Ваши задания:
**a)** Определите, согласуется ли с текстом для чтения каждое из утверждений, приведенных ниже. На каждое ответьте «да» или «нет» и точно процитируйте слова текста, которые это решают.
(i) Тот, о ком идет речь, внес в христианство традиции Ветхого Завета.
(ii) Его соображения о браке в тексте одобряются.
(iii) Установленные им ограничения, по словам текста, уже утратили силу.
**b)** Перепишите без изменений часть текста для чтения, которая открывается словами, содержащими «Читайте также: |», и закрывается словами «парализующие наши инстинкты.».

Текст для чтения:
* * *

Читайте также: |
|
Ему никогда не искупить свою вину перед нами за то, что он сделал из христианства такую неизящную религию, за то, что он ввел туда наиболее отвратительные традиции Ветхого Завета: нетерпимость, грубость, провинциализм. С какой бестактностью суется он не в свои дела, в которых абсолютно ничего не смыслит! Его соображения по поводу девственности, воздержания и брака просто омерзительны! Ответственный за наши предрассудки в вопросах религии и морали, он учредил нормы идиотизма и приумножил ограничения, и по сей день парализующие наши инстинкты.

* * *

Исходные данные:
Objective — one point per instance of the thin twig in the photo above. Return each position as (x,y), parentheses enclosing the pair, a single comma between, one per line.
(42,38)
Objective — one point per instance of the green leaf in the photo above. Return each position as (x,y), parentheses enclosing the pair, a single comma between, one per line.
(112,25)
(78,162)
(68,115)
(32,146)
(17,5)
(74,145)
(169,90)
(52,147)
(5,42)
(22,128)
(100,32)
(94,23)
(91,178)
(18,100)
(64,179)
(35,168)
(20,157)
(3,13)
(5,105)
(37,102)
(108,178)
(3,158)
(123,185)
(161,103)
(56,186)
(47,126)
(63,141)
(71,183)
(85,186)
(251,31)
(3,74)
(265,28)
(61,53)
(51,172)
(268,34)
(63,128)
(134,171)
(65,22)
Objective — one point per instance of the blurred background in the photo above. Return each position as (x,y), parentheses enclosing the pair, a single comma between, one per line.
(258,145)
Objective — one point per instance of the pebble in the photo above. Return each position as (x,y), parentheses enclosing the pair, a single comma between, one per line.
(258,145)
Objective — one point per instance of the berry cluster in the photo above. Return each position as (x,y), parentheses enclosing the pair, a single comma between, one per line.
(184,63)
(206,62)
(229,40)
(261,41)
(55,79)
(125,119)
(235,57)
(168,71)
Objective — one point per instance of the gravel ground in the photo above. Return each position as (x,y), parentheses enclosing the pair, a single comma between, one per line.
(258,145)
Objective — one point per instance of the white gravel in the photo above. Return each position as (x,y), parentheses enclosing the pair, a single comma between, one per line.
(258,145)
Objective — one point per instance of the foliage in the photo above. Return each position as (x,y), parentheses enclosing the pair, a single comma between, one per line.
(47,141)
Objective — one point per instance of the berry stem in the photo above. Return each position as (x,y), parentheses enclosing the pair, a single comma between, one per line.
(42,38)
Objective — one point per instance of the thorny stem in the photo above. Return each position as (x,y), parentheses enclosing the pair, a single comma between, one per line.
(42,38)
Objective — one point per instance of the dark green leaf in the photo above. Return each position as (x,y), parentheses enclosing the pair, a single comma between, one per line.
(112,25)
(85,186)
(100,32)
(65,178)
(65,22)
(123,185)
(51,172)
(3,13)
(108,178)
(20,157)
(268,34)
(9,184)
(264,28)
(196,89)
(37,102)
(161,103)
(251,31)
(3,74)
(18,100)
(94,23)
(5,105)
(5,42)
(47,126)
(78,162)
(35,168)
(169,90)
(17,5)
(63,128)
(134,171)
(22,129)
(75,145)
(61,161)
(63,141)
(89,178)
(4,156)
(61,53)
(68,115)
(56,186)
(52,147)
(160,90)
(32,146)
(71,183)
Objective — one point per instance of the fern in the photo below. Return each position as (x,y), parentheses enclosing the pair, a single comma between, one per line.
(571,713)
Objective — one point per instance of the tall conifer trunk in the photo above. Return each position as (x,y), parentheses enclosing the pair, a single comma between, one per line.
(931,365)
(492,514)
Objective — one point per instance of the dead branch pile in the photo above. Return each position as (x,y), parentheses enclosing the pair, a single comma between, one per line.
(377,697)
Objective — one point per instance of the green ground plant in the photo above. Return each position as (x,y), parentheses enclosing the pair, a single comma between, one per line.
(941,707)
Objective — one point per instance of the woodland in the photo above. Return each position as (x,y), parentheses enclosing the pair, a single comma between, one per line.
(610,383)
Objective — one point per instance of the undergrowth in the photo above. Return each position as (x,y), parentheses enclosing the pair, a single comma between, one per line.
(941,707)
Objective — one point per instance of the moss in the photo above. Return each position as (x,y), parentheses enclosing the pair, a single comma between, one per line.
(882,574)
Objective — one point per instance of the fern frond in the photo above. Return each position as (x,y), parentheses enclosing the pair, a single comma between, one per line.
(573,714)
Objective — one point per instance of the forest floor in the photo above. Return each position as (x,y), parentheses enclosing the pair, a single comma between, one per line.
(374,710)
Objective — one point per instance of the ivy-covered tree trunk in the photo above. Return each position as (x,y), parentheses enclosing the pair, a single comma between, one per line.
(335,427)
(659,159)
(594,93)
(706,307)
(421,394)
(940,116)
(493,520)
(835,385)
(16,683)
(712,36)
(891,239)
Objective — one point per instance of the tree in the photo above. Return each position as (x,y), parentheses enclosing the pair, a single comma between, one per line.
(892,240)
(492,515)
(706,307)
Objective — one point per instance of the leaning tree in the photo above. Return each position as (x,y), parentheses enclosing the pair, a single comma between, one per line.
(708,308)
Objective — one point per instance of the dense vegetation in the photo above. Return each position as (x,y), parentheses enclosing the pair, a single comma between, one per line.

* * *

Полные ответы:
**a)**
(i) Да: «он ввел туда наиболее отвратительные традиции Ветхого Завета».
(ii) Нет: «Его соображения по поводу девственности, воздержания и брака просто омерзительны!»
(iii) Нет: «и по сей день парализующие наши инстинкты».

**b)**
Читайте также: |
|
Ему никогда не искупить свою вину перед нами за то, что он сделал из христианства такую неизящную религию, за то, что он ввел туда наиболее отвратительные традиции Ветхого Завета: нетерпимость, грубость, провинциализм. С какой бестактностью суется он не в свои дела, в которых абсолютно ничего не смыслит! Его соображения по поводу девственности, воздержания и брака просто омерзительны! Ответственный за наши предрассудки в вопросах религии и морали, он учредил нормы идиотизма и приумножил ограничения, и по сей день парализующие наши инстинкты.